- **Qué se pide**: Localiza en los ítems siguientes cada línea que contenga la palabra "Mark" y cópiala.

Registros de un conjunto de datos

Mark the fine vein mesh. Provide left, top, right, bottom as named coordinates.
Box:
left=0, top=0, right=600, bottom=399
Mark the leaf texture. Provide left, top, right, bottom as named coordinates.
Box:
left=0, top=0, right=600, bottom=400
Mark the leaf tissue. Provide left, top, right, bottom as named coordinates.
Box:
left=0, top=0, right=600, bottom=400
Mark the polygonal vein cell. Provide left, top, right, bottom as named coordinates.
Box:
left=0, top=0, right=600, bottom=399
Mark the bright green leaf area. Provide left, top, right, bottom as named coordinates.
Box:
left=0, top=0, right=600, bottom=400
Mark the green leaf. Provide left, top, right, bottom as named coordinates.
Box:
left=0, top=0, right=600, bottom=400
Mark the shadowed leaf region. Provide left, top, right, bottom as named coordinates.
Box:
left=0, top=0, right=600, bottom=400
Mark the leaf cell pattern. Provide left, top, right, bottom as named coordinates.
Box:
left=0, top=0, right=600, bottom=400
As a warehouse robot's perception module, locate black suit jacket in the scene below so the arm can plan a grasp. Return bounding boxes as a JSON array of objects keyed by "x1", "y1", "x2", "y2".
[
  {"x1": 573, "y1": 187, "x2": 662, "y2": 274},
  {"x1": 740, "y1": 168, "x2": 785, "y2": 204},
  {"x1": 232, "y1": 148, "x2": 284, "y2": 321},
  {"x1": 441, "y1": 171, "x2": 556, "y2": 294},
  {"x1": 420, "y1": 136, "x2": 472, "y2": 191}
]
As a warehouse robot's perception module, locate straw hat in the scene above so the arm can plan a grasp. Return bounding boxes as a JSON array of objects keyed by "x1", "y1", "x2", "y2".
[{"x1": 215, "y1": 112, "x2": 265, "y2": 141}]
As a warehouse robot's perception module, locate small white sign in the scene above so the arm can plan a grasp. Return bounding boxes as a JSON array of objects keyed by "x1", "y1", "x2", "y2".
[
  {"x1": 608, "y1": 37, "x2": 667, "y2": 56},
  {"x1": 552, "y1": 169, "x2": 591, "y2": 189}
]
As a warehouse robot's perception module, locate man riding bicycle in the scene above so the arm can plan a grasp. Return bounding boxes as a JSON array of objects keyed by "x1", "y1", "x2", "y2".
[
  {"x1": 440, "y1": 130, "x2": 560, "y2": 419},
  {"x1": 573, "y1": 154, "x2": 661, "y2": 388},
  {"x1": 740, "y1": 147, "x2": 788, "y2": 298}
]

- **Resultado**:
Mark the fine vein mesh. Provide left, top, right, bottom as named coordinates.
Mark the leaf texture. Provide left, top, right, bottom as named coordinates.
Mark the leaf tissue. Provide left, top, right, bottom as named coordinates.
Mark the polygonal vein cell. Provide left, top, right, bottom as named coordinates.
Mark the bright green leaf area. Provide left, top, right, bottom as named coordinates.
Mark the green leaf. Provide left, top, right, bottom as named coordinates.
Mark the shadowed leaf region. Provide left, top, right, bottom as named coordinates.
Mark the leaf cell pattern. Provide left, top, right, bottom as named coordinates.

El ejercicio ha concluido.